== Supplied material ==
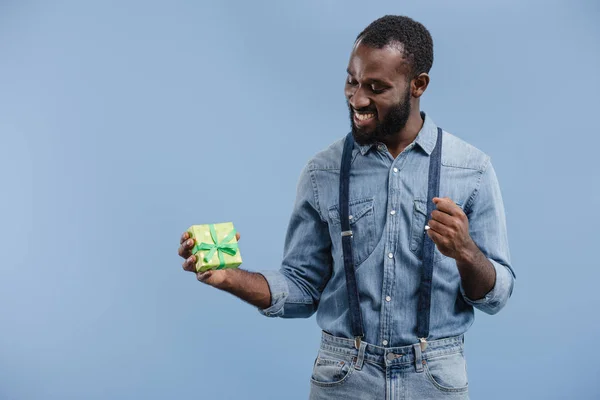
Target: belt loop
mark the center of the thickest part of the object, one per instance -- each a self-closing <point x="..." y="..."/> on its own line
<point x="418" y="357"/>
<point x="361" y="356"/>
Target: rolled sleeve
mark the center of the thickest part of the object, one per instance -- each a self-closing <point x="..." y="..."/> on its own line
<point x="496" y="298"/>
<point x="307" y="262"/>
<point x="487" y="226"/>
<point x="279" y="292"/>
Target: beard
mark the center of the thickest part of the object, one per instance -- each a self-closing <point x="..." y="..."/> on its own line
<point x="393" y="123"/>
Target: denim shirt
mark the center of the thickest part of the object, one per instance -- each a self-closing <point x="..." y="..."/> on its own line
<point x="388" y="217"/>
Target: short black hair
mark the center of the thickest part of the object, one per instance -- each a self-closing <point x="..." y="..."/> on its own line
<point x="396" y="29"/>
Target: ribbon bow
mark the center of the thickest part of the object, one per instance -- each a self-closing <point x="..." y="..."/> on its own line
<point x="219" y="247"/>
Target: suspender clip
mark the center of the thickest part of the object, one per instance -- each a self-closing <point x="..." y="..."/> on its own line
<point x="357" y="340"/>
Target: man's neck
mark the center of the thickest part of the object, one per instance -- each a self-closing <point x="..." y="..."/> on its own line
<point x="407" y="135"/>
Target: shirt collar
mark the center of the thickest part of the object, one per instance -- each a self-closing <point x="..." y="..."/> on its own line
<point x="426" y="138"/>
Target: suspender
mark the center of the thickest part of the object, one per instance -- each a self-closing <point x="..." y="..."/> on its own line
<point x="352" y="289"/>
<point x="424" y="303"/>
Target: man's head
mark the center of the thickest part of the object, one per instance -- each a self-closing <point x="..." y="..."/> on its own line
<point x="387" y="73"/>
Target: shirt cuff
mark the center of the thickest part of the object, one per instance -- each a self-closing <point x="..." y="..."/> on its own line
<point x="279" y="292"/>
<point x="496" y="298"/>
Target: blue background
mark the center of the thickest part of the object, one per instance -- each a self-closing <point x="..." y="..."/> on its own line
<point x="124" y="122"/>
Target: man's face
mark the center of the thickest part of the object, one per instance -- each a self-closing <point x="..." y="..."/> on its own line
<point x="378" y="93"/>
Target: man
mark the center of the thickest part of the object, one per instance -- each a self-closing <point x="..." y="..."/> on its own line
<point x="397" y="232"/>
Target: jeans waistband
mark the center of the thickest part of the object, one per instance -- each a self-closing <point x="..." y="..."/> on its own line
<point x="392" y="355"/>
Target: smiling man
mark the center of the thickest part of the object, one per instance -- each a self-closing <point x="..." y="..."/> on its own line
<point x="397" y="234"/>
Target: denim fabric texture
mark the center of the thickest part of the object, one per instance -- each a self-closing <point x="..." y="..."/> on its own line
===
Copy out all the rows above with each "Target" swapped for "Object" and nothing else changed. Leave the pictures out.

Task answer —
Object: belt loop
mark the center of the thickest part of the object, one per instance -- each a self-closing <point x="..." y="..."/> on its own line
<point x="418" y="357"/>
<point x="361" y="356"/>
Object: rolled sleeve
mark the center of the thickest part of the object, one per instance -- each a self-closing <point x="..." y="..."/> on its own line
<point x="496" y="298"/>
<point x="307" y="262"/>
<point x="487" y="226"/>
<point x="279" y="292"/>
Object: beard
mark the center of the thickest part of the object, one per instance -- each a self-closing <point x="..." y="..."/> on its own line
<point x="393" y="123"/>
Object: denim shirt
mark the center of the thickest part of the object, one per instance -- each a self-closing <point x="..." y="..."/> on its own line
<point x="388" y="217"/>
Object: short black hair
mark the center of the thickest part of the object, one per instance -- each a self-closing <point x="..." y="..."/> on its own line
<point x="396" y="29"/>
Object: ribbon bow
mark the center of the thickest part of the object, one per instance -- each a self-closing <point x="..." y="..."/> on its own line
<point x="219" y="247"/>
Object: suspender clip
mark the center of the thickest part of the object, one per instance -- each a self-closing <point x="..." y="..."/> on its own line
<point x="357" y="340"/>
Object: man's neck
mark the center of the thickest part of the object, one per instance -- each a self-closing <point x="..." y="..."/> on its own line
<point x="407" y="135"/>
Object: shirt collar
mark the center of the thickest part of the object, one per instance -- each a self-closing <point x="..." y="..."/> on its own line
<point x="426" y="138"/>
Object: suspender
mark the center of the thickest part of the object, one per instance -- each a self-closing <point x="..." y="..."/> on its own line
<point x="352" y="289"/>
<point x="424" y="303"/>
Object: man's head
mark the center of the thickest part of the object, one per instance -- each a self-closing <point x="..." y="..."/> on its own line
<point x="387" y="73"/>
Object: shirt cuff
mark the center of the thickest part of the object, one per instance -- each a self-closing <point x="..." y="..."/> on its own line
<point x="279" y="292"/>
<point x="496" y="298"/>
Object: blue background
mark the center of the thickest part of the object, one per instance -- each a self-closing <point x="..." y="..."/> on its own line
<point x="124" y="122"/>
Object: man's face
mark the center of the thickest part of the object, one per instance -- each a self-closing <point x="..." y="..."/> on its own line
<point x="378" y="93"/>
Object: man
mark the center of the thickest part of the object, one per instance -- each a self-closing <point x="..." y="..."/> on its own line
<point x="397" y="232"/>
Object: jeans waistband
mark the center of the thickest part of the object, one per instance -- each a self-closing <point x="..." y="..."/> on its own line
<point x="392" y="355"/>
Object: smiling man
mark the center of the thickest part of the object, one per instance -- each a self-closing <point x="..." y="..."/> on its own line
<point x="397" y="234"/>
Object: denim fabric texture
mark the center of the thickest part of the object, one per instance -- each a self-closing <point x="..." y="..."/> on its own line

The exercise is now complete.